---------- Extracted records

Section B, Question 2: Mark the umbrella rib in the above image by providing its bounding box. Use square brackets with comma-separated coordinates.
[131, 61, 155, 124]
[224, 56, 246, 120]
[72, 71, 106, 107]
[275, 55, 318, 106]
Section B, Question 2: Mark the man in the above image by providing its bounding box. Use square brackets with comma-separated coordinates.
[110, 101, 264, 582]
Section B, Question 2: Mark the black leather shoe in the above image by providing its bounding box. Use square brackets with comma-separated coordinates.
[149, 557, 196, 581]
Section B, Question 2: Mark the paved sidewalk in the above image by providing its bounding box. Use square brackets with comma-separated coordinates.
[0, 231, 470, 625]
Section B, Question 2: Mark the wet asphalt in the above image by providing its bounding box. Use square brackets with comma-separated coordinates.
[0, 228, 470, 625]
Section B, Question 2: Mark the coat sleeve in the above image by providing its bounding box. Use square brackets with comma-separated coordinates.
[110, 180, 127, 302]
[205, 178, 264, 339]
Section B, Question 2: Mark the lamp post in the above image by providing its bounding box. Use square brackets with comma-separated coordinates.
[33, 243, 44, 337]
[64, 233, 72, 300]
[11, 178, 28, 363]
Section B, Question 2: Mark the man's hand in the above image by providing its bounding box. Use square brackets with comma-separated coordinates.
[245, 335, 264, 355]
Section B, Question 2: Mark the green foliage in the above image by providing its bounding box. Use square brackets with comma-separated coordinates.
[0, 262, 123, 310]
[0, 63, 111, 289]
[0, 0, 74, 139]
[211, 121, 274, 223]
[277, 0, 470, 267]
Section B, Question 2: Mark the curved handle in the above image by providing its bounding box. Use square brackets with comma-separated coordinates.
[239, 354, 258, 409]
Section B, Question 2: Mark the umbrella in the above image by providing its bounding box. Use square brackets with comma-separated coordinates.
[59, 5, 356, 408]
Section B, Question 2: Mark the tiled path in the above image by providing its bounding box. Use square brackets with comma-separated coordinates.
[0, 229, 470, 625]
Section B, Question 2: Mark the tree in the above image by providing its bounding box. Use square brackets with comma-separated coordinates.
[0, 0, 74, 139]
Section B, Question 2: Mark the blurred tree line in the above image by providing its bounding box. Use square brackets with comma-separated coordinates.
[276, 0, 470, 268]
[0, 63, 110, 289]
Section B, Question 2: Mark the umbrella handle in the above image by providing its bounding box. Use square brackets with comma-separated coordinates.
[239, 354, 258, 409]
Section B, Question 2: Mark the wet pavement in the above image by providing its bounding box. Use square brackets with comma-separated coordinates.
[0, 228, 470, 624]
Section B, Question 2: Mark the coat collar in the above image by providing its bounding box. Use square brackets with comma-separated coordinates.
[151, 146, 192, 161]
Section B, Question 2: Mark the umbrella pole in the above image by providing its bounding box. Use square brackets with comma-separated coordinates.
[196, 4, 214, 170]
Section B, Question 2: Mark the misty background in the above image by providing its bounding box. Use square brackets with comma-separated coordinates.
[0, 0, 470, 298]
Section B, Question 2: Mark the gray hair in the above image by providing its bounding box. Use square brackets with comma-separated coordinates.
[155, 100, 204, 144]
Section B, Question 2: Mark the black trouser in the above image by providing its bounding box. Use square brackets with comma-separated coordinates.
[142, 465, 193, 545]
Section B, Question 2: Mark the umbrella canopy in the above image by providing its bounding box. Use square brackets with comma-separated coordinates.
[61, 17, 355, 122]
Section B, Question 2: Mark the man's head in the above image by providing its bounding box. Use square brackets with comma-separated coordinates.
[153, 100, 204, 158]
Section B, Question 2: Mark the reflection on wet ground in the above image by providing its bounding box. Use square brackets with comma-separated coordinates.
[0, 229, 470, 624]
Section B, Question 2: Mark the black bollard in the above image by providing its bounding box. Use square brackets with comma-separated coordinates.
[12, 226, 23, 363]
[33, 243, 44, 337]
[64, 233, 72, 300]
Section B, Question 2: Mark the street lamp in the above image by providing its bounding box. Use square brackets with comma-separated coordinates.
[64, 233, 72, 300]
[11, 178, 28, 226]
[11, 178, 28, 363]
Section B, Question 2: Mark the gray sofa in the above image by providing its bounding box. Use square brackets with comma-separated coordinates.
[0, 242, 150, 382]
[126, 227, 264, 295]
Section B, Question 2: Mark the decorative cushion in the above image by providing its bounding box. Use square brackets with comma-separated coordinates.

--------------------

Write out every line of the data above without changing anything.

Section B, Question 2: Mark the umbrella rib in the above image by providing its bounding box. Use square brackets with comma-separated coordinates.
[131, 61, 155, 124]
[224, 56, 246, 120]
[72, 71, 106, 107]
[275, 55, 318, 106]
Section B, Question 2: Mark the man in the above image by providing its bounding box. Use square brackets with comma-separated coordinates.
[110, 101, 264, 582]
Section B, Question 2: Mark the black leather shoe in the above image by providing its bounding box. Use square brackets with comma-separated coordinates.
[149, 557, 196, 581]
Section B, Question 2: Mark the paved sidewalk in the above image by providing its bounding box. Use square brackets with comma-separated coordinates.
[0, 231, 470, 625]
Section B, Question 2: Mark the wet asphalt in the above image by providing its bounding box. Use square brackets with comma-separated coordinates.
[0, 228, 470, 625]
Section B, Question 2: Mark the coat sleeve in the above image by providing its bounding box. Use square brackets with comma-separated coordinates.
[110, 180, 127, 302]
[205, 178, 264, 339]
Section B, Question 2: Mark the lamp post in the above image by providing its bounding box. Use square brackets with comma-separated coordinates.
[33, 243, 44, 337]
[64, 233, 72, 300]
[11, 178, 28, 363]
Section B, Question 2: Mark the man's hand in the above image by providing its bounding box. Use square brackets with comma-separated coordinates.
[245, 335, 264, 355]
Section B, Question 2: Mark the green foliage in the above image by providing its bounding box. Use square brackets with comma-separated coordinates.
[0, 262, 123, 310]
[0, 63, 111, 289]
[0, 0, 74, 139]
[211, 121, 274, 223]
[277, 0, 470, 267]
Section B, Question 2: Mark the curved handle in the above image by providing its bounding box. Use square brackets with comma-separated coordinates.
[239, 354, 258, 409]
Section B, Question 2: Mark the umbrella in the above image by providing its bounding box. Use square brackets with comma-separated coordinates.
[59, 5, 356, 408]
Section B, Question 2: Mark the tiled path in the above image by providing its bounding box. Use square brackets with comma-separated coordinates.
[0, 229, 470, 625]
Section B, Question 2: Mark the tree in the above image by providing its bounding box. Use square brackets with comma-separated coordinates.
[0, 0, 74, 139]
Section B, Question 2: Mark the blurred tree line in the above image by providing its bounding box. Use square brackets with comma-separated coordinates.
[276, 0, 470, 268]
[0, 63, 110, 289]
Section B, Question 2: Mark the umbrella handle in the above image by providing its bounding box. Use square brackets with comma-separated coordinates.
[239, 354, 258, 409]
Section B, Question 2: Mark the wet pavement in the above image by providing its bounding box. Use square brackets with comma-separated coordinates.
[0, 228, 470, 624]
Section B, Question 2: Mark the coat collar in the above image by providing its bounding box. Use square brackets with comma-separated coordinates.
[151, 146, 192, 161]
Section B, Question 2: Mark the umbrella pole in the above image by providing its bounding box. Use square brackets with comma-separated coordinates.
[196, 4, 214, 170]
Section B, Question 2: Mark the misty background in the above image by providing its bounding box. Use square brackets with comma-separated coordinates.
[0, 0, 470, 298]
Section B, Question 2: Mark the gray hair in the above image by providing its bounding box. Use square brackets with comma-separated coordinates.
[155, 100, 204, 144]
Section B, Question 2: Mark the black trouser in the above image by providing its bounding box. Use square brackets with comma-separated coordinates.
[142, 465, 193, 545]
Section B, Question 2: Mark the umbrella canopy in the above image by providing its bounding box. Use square brackets with comma-separated coordinates.
[61, 17, 355, 122]
Section B, Question 2: Mark the man's head in the above image by providing its bounding box. Use square brackets with comma-separated coordinates.
[153, 100, 204, 158]
Section B, Question 2: Mark the reflection on wet ground in the above image by providing its bounding box. Use square brackets with comma-separated coordinates.
[0, 229, 470, 624]
Section B, Question 2: Mark the black bollard in the above image by providing its bounding box. Use square brackets with comma-separated coordinates.
[12, 226, 23, 363]
[33, 243, 44, 337]
[64, 233, 72, 300]
Section B, Question 2: Mark the street lamp in the above image by providing its bounding box. Use square brackets with comma-separated coordinates.
[64, 233, 72, 300]
[11, 178, 28, 226]
[11, 178, 28, 363]
Section B, Question 2: Mark the gray sofa in the above image by providing its bounding box. Use square brackets with comma-separated coordinates.
[0, 242, 150, 382]
[126, 227, 264, 295]
Section B, Question 2: Mark the decorative cushion in the above image by providing its bounding box. Use square brackets with comma-separated coordinates.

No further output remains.